Ieri abbiamo dovuto apprendere la notizia della morte di Ennio Morricone,
di cui sono da sempre un grande ammiratore, anche per la passione per l’avventura che sin dalla giovinezza mi caratterizza, e le sue colonne sonore hanno sorretto sfide e sogni di molti di noi. Ho avuto la fortuna di esser da tempo in relazione con la famiglia, la sorella Maria che frequenta la nostra sede nella Villa del Palco, e le due meravigliose nipoti Claudia e Livia che sono nostre volontarie. Tanti sono rimasti colpiti dalla dolcezza del suo necrologio, ma soprattutto dal fatto che lo abbia voluto preparare in prima persona. Era un grande personaggio, anche umanamente, ed era pronto a morire. Ed era pronto a mollare gli ormeggi poiché ha tanto amato, e di questo è impregnato il suo necrologio.

__________

# ELENCO ATTIVITÀ:
• A. Rispondi alle seguenti domande sul testo dedicato a Ennio Morricone, una risposta per riga:
(i) Come si chiama la sorella citata nel testo?
(ii) Come si chiamano le due nipoti che sono volontarie?
(iii) Dove si trova la sede frequentata dalla sorella?
• B. Ricopia fedelmente la parte del testo su Ennio Morricone che si apre con le parole contenenti "Ieri abbiamo dovuto" e si chiude con "il suo necrologio.".

__________

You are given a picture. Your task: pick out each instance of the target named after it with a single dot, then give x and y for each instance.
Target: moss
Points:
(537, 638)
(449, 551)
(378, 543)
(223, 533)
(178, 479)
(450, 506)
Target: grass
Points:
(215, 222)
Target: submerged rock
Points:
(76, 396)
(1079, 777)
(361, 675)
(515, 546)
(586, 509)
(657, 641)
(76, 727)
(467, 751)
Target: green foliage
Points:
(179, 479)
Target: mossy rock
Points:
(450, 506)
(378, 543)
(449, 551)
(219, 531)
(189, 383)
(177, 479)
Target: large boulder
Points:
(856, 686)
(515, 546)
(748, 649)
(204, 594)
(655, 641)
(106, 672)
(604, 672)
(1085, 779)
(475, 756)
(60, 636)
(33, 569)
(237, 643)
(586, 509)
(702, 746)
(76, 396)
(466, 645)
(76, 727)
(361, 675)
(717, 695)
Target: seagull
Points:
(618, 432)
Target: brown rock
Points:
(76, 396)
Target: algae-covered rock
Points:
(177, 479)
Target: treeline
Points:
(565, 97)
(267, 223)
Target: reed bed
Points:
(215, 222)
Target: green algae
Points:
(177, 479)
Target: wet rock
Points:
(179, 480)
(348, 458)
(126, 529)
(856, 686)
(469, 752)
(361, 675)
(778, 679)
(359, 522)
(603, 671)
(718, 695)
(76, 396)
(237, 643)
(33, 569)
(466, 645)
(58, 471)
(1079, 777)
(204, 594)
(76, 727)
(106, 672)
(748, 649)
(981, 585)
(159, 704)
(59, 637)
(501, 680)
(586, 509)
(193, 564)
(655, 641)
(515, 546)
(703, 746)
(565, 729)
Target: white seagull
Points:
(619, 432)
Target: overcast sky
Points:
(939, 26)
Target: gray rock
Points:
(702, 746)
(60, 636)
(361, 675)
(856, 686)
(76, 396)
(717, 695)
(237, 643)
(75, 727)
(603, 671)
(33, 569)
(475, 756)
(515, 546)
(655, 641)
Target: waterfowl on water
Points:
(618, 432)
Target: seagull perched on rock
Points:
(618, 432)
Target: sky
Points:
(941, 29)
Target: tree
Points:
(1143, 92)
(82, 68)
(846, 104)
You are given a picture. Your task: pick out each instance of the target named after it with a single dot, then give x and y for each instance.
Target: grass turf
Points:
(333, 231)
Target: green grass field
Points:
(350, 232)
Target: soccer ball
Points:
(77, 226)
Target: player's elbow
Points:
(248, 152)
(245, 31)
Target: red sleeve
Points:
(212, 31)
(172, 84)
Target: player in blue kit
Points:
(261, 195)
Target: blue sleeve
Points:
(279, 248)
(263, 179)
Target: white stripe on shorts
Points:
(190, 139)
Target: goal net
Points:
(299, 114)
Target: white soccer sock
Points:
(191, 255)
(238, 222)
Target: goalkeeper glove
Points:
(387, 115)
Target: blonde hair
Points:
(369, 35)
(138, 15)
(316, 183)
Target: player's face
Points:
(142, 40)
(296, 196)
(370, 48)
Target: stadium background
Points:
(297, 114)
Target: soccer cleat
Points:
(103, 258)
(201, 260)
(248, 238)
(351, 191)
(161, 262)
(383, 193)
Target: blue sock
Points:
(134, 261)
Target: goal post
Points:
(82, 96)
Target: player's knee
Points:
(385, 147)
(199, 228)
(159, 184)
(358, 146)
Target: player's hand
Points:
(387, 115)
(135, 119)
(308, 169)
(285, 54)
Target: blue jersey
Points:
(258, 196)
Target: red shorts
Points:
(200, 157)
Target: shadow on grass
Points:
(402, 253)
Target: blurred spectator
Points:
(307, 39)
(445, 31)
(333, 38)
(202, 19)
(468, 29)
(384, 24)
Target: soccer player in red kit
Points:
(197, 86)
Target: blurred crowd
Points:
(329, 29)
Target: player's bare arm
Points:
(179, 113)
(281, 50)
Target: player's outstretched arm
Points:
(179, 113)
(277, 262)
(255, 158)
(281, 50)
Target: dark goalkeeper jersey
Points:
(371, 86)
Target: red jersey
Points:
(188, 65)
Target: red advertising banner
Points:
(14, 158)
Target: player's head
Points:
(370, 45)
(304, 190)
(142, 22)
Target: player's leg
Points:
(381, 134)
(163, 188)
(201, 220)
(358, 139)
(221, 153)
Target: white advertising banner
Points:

__________

# RISPOSTE PER ATTIVITÀ:
• A.
(i) Maria
(ii) Claudia e Livia
(iii) Nella Villa del Palco

• B.
Ieri abbiamo dovuto apprendere la notizia della morte di Ennio Morricone,
di cui sono da sempre un grande ammiratore, anche per la passione per l’avventura che sin dalla giovinezza mi caratterizza, e le sue colonne sonore hanno sorretto sfide e sogni di molti di noi. Ho avuto la fortuna di esser da tempo in relazione con la famiglia, la sorella Maria che frequenta la nostra sede nella Villa del Palco, e le due meravigliose nipoti Claudia e Livia che sono nostre volontarie. Tanti sono rimasti colpiti dalla dolcezza del suo necrologio, ma soprattutto dal fatto che lo abbia voluto preparare in prima persona. Era un grande personaggio, anche umanamente, ed era pronto a morire. Ed era pronto a mollare gli ormeggi poiché ha tanto amato, e di questo è impregnato il suo necrologio.